*** Opening LISTED ENTRIES ***

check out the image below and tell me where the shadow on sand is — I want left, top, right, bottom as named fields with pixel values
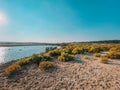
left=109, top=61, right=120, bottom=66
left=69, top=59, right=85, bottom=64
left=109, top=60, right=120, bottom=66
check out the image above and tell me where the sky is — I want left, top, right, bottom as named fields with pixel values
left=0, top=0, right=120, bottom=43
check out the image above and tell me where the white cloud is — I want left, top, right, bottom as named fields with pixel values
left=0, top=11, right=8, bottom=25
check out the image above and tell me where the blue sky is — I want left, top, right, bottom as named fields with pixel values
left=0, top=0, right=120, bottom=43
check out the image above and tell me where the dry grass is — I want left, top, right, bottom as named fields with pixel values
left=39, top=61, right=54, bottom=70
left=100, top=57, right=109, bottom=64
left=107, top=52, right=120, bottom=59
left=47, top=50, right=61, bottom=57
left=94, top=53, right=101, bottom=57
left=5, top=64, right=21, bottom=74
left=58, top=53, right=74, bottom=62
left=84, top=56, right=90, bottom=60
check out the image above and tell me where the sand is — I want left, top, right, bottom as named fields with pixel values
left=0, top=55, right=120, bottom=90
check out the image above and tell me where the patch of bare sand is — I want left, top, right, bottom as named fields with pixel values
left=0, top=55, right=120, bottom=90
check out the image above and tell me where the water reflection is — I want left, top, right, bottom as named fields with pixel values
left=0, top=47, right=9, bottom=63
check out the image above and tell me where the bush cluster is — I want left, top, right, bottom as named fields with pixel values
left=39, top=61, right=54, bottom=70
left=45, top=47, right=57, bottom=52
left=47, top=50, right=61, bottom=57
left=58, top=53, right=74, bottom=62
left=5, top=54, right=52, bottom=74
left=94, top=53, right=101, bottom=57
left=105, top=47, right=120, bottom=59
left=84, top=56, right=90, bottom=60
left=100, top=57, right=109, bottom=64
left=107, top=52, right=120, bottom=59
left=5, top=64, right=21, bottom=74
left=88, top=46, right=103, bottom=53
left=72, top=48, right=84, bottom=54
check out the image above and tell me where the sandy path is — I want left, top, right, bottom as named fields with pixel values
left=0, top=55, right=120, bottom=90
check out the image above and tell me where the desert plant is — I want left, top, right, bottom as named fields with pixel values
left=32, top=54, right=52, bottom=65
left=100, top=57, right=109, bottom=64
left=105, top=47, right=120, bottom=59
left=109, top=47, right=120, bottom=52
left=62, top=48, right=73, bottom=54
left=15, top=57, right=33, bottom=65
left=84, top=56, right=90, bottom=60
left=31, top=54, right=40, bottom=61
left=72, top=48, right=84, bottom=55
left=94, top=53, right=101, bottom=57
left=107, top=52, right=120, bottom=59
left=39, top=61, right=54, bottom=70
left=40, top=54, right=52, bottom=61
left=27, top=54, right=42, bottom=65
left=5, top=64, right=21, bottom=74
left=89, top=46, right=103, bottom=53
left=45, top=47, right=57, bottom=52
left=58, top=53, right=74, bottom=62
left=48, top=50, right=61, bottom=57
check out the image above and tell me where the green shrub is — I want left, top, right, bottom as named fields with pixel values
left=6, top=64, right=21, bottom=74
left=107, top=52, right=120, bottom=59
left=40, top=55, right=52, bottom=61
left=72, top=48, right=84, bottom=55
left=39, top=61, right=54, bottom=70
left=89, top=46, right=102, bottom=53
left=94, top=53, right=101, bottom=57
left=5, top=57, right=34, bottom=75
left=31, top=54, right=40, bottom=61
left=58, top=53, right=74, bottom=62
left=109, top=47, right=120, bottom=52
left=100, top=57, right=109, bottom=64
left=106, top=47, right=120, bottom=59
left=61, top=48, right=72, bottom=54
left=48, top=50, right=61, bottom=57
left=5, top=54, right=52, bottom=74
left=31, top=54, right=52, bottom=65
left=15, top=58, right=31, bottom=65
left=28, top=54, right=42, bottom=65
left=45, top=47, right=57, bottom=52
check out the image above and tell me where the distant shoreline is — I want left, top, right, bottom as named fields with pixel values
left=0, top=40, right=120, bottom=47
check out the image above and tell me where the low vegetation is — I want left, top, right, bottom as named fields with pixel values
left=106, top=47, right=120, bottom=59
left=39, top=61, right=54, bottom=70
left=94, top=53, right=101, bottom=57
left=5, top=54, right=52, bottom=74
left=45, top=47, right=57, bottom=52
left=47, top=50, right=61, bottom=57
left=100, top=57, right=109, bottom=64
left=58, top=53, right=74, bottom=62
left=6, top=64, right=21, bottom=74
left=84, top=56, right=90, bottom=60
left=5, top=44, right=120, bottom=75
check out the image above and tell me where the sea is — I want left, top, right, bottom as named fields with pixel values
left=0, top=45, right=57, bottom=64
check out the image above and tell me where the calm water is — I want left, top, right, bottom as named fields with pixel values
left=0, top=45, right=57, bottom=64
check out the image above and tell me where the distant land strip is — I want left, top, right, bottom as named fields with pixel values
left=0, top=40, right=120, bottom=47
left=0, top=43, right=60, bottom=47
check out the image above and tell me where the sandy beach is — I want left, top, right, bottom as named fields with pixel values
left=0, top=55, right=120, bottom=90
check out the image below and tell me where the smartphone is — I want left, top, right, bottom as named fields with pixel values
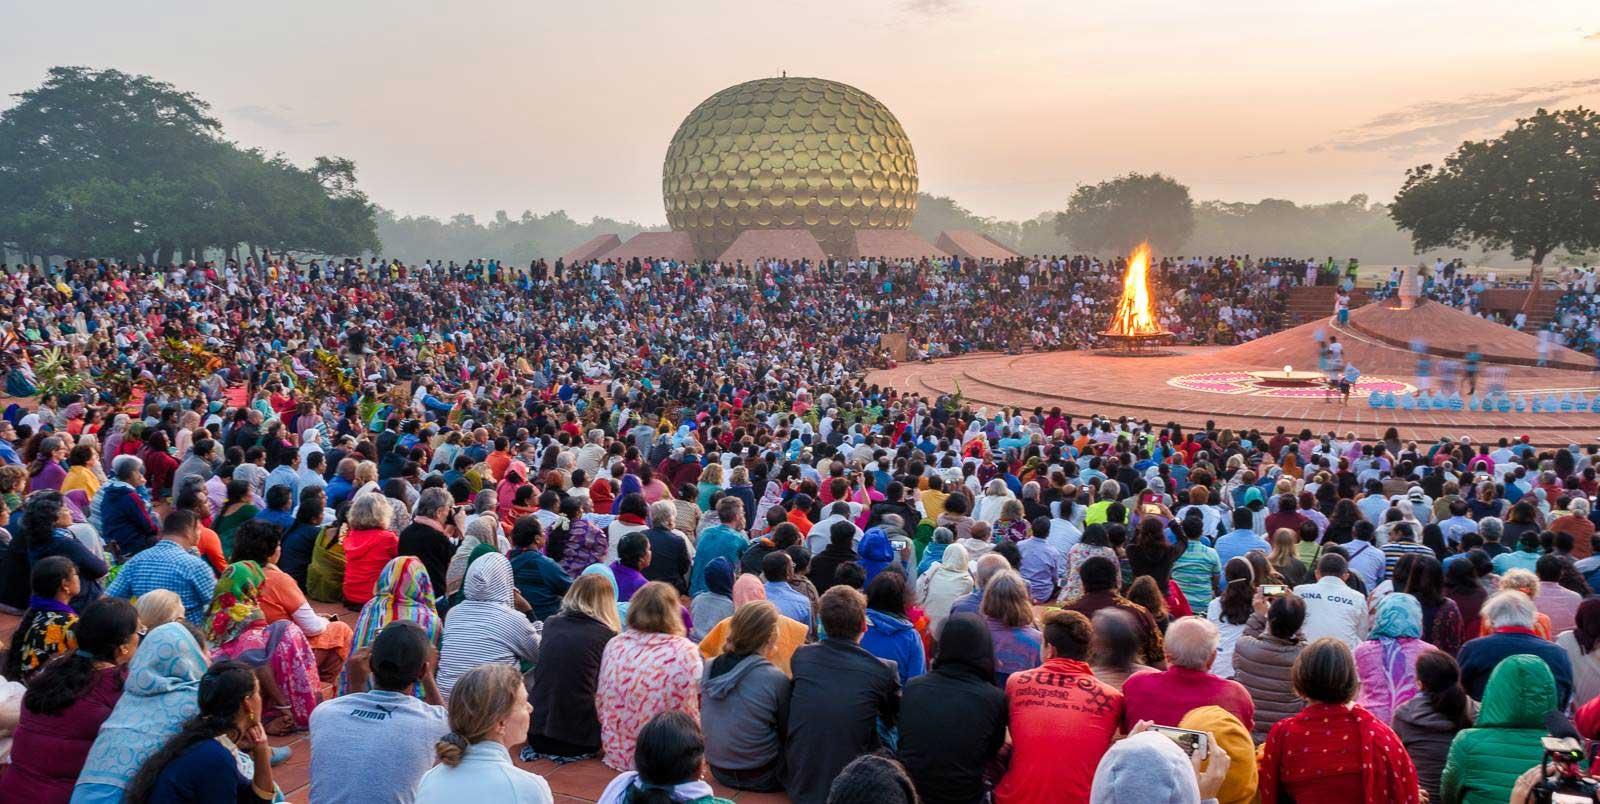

*** Closing LISTED ENTRIES ***

→ **WORK REQUIRED**
All of the data is to be returned exactly, with no pictures included.

→ **TASK RESPONSE**
check out the image below and tell me where the shadow on sand is — I want left, top, right, bottom as named fields with pixel values
left=109, top=61, right=120, bottom=66
left=69, top=59, right=85, bottom=64
left=109, top=60, right=120, bottom=66
check out the image above and tell me where the sky is — I want left, top, right, bottom as named fields with pixel values
left=0, top=0, right=120, bottom=43
check out the image above and tell me where the white cloud is — I want left, top, right, bottom as named fields with pixel values
left=0, top=11, right=8, bottom=25
check out the image above and tell me where the blue sky is — I want left, top, right, bottom as named fields with pixel values
left=0, top=0, right=120, bottom=43
check out the image above and tell me where the dry grass is — I want left, top, right, bottom as named fields with pixel values
left=39, top=61, right=54, bottom=70
left=100, top=57, right=109, bottom=64
left=107, top=52, right=120, bottom=59
left=47, top=50, right=61, bottom=57
left=94, top=53, right=101, bottom=57
left=5, top=64, right=21, bottom=74
left=58, top=53, right=74, bottom=62
left=84, top=56, right=90, bottom=60
check out the image above and tell me where the sand is — I want left, top, right, bottom as named fields with pixel values
left=0, top=55, right=120, bottom=90
check out the image above and tell me where the patch of bare sand is — I want left, top, right, bottom as named fields with pixel values
left=0, top=55, right=120, bottom=90
check out the image above and tell me where the water reflection is — I want left, top, right, bottom as named fields with pixel values
left=0, top=47, right=9, bottom=63
check out the image above and tell me where the bush cluster is — I want left, top, right, bottom as named fields with pixel values
left=39, top=61, right=54, bottom=70
left=45, top=47, right=57, bottom=52
left=47, top=50, right=61, bottom=57
left=58, top=53, right=74, bottom=62
left=5, top=54, right=52, bottom=74
left=94, top=53, right=101, bottom=57
left=105, top=47, right=120, bottom=59
left=84, top=56, right=90, bottom=60
left=100, top=57, right=109, bottom=64
left=107, top=52, right=120, bottom=59
left=5, top=64, right=21, bottom=74
left=88, top=46, right=103, bottom=53
left=72, top=48, right=84, bottom=54
check out the image above and tell me where the sandy path is — I want left, top, right, bottom as named fields with pixel values
left=0, top=55, right=120, bottom=90
check out the image above and tell me where the desert plant is — I want left, top, right, bottom as named fields with pixel values
left=32, top=54, right=52, bottom=65
left=100, top=57, right=109, bottom=64
left=105, top=47, right=120, bottom=59
left=109, top=47, right=120, bottom=52
left=62, top=48, right=73, bottom=54
left=15, top=57, right=33, bottom=65
left=84, top=56, right=90, bottom=60
left=31, top=54, right=40, bottom=61
left=72, top=48, right=84, bottom=55
left=94, top=53, right=101, bottom=57
left=107, top=52, right=120, bottom=59
left=39, top=61, right=54, bottom=70
left=40, top=54, right=52, bottom=61
left=27, top=54, right=42, bottom=65
left=5, top=64, right=21, bottom=74
left=89, top=46, right=103, bottom=53
left=45, top=47, right=57, bottom=52
left=58, top=53, right=74, bottom=62
left=48, top=50, right=61, bottom=57
check out the image above and tell me where the green shrub is — I want left, top, right, bottom as named fields with pixel values
left=6, top=64, right=21, bottom=74
left=107, top=52, right=120, bottom=59
left=40, top=55, right=52, bottom=61
left=72, top=48, right=84, bottom=55
left=39, top=61, right=54, bottom=70
left=89, top=46, right=102, bottom=53
left=94, top=53, right=101, bottom=57
left=5, top=57, right=34, bottom=75
left=31, top=54, right=40, bottom=61
left=58, top=53, right=74, bottom=62
left=109, top=47, right=120, bottom=52
left=100, top=57, right=109, bottom=64
left=106, top=47, right=120, bottom=59
left=61, top=48, right=72, bottom=54
left=48, top=50, right=61, bottom=57
left=5, top=54, right=52, bottom=74
left=31, top=54, right=52, bottom=65
left=15, top=58, right=31, bottom=65
left=28, top=54, right=42, bottom=65
left=45, top=47, right=57, bottom=52
check out the image above and tell me where the distant shoreline is — I want left, top, right, bottom as named fields with pixel values
left=0, top=40, right=120, bottom=47
check out the image above and tell me where the low vegetation is — I want left, top, right, bottom as named fields with pixel values
left=106, top=47, right=120, bottom=59
left=39, top=61, right=54, bottom=70
left=94, top=53, right=101, bottom=57
left=5, top=54, right=52, bottom=74
left=45, top=47, right=57, bottom=52
left=47, top=50, right=61, bottom=57
left=100, top=57, right=109, bottom=64
left=58, top=53, right=74, bottom=62
left=6, top=64, right=21, bottom=74
left=84, top=56, right=90, bottom=60
left=5, top=44, right=120, bottom=75
check out the image above and tell me where the sea is — I want left, top, right, bottom as named fields with pixel values
left=0, top=45, right=57, bottom=64
check out the image above and tell me where the calm water is — I want left, top, right, bottom as named fields with pixel values
left=0, top=45, right=57, bottom=64
check out the image above and tell me where the distant land strip is — I want left, top, right, bottom as named fields with pixel values
left=0, top=40, right=120, bottom=47
left=0, top=43, right=60, bottom=47
check out the image above and tell me where the sandy beach is — I want left, top, right, bottom as named fields with pixel values
left=0, top=55, right=120, bottom=90
check out the image below and tell me where the smartphone is — I want left, top, right, bottom as named fields with pixel values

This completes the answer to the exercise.